WORK REQUEST 1: Repeat word for word the portion of the book review starting at "After this scene, a" and ending at "Sizzle, fizzle, stop.".
WORK REQUEST 2: According to the book review, what does Chase refuse to do after he flees in the night?

TEXT UNDER STUDY:
++++++
After this scene, a number of small-to-medium events occur – or do not occur – within the story, which cause the reader repeated pause. For instance, after Rhys calls out the wrong name, Chase flees in the night and refuses to take Rhys’ calls or respond to his texts. And, at that point, that subplot just stops. Even though they are in the same office for hours every day, Rhys never once goes to Chase and asks what went wrong, even though he wants to reconcile. And Chase does not confront Rhys about the name even though he gladly bloodied Rhys’ face over that name only hours earlier. Then, after several weeks, they are back together, having never discussed the issue at all. Chase alludes once, in a backhanded way as to why he fled, but that’s all. Sizzle, fizzle, stop.

O’Riley’s writing style deteriorates in other ways also. Transitions between scenes and chapters cease to flow smoothly. Many scenes feel disjointed as if edited for word count and the parts we need for comprehension are now on the cutting room floor.

Another point of confusion is that no one’s professional choice is ever given any substance, not Chase as an IT expert nor Rhys as a PI. Even Dal Sayer’s position and experience on the police force is washed over. We don’t actually know why any of them are qualified to do what they do, especially when they get involved in the investigation of the murders of gay men that have been disguised as suicides. This is far different from the way in which professional creds supported the events in the first novel. And since the murder investigation leads right to Chase’s doorstep, not as perpetrator but as ultimate victim, it seems that O’Riley just expects the reader to believe these guys are capable of rescuing him before it’s too late.

O’Riley’s glossing over of easily researchable issues leads to other inconsistencies and inaccuracies. For one thing, Chase is beaten unmercifully and repeatedly while bound, both hands and feet, and tightly gagged. Even though he vomits with that gag in his mouth, he doesn’t aspirate the vomit (don’t try to imitate that in real life if you intend to see tomorrow!). Even though he is kicked viciously, over and over, in the torso, he doesn’t sustain even a single cracked rib, let alone kidney or spleen bruising. Dramatic, yes; intense reading, yes; realistic, absolutely not!

Then, when the group attempts Chase’s rescue, Dal Sayer, Rhys’ cop brother, does not call for backup. Of course, had he done so, then he would probably not have been shot or ultimately wind up on the wrong side of an IA investigation. Again, O’Riley goes for drama and angst rather than believability.
++++++
Saved entries:

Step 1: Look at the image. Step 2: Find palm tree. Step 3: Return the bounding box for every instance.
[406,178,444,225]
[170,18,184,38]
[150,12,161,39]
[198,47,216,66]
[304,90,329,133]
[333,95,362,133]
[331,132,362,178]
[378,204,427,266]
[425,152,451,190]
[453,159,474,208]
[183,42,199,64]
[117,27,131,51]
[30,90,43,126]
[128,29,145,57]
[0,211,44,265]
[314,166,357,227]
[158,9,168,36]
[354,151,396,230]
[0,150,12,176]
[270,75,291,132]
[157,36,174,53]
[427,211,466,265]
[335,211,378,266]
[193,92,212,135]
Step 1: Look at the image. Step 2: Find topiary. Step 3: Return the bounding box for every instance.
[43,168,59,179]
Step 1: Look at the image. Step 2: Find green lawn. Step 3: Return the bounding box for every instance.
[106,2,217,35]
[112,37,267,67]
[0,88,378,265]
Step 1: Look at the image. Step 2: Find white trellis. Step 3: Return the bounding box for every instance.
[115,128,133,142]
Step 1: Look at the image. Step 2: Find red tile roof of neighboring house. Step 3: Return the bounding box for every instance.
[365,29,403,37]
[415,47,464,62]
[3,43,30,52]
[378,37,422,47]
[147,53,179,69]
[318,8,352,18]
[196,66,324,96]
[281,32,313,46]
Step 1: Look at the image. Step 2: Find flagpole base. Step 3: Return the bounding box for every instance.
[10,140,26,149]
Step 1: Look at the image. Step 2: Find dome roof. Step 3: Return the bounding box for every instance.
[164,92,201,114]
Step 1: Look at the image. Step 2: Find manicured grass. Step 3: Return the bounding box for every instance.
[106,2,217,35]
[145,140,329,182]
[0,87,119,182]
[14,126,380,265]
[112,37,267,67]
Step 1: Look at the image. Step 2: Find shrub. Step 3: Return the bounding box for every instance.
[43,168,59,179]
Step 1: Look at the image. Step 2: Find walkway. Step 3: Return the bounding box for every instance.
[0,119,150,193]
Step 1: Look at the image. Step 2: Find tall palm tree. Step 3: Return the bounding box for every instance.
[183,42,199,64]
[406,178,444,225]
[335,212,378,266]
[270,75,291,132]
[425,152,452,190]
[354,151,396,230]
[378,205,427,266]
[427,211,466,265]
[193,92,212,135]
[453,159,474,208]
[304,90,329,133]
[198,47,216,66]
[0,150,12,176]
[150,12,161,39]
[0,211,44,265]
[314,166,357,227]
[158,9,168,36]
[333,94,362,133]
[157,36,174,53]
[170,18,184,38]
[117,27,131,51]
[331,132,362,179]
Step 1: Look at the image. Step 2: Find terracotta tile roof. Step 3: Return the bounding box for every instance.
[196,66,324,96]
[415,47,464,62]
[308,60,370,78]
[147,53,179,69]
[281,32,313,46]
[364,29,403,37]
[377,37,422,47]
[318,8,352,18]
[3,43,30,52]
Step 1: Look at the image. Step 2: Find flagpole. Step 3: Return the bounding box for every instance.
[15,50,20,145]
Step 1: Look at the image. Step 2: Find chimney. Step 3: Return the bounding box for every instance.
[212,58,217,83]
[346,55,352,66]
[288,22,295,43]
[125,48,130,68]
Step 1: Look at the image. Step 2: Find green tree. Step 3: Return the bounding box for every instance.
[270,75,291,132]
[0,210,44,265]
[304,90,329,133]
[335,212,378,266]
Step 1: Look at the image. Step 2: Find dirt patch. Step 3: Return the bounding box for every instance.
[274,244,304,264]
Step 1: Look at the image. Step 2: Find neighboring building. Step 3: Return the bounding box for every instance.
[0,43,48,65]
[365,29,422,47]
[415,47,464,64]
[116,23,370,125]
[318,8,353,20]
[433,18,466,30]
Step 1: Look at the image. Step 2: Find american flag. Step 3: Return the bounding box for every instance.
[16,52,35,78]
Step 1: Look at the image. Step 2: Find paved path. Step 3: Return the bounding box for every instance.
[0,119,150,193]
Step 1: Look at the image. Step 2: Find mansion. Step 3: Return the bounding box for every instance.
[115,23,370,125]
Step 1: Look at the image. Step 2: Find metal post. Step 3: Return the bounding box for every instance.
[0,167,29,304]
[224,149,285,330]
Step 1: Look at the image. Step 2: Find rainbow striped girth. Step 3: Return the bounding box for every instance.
++++++
RESPONSE 1:
After this scene, a number of small-to-medium events occur – or do not occur – within the story, which cause the reader repeated pause. For instance, after Rhys calls out the wrong name, Chase flees in the night and refuses to take Rhys’ calls or respond to his texts. And, at that point, that subplot just stops. Even though they are in the same office for hours every day, Rhys never once goes to Chase and asks what went wrong, even though he wants to reconcile. And Chase does not confront Rhys about the name even though he gladly bloodied Rhys’ face over that name only hours earlier. Then, after several weeks, they are back together, having never discussed the issue at all. Chase alludes once, in a backhanded way as to why he fled, but that’s all. Sizzle, fizzle, stop.

RESPONSE 2: He refuses to take Rhys' calls or respond to his texts.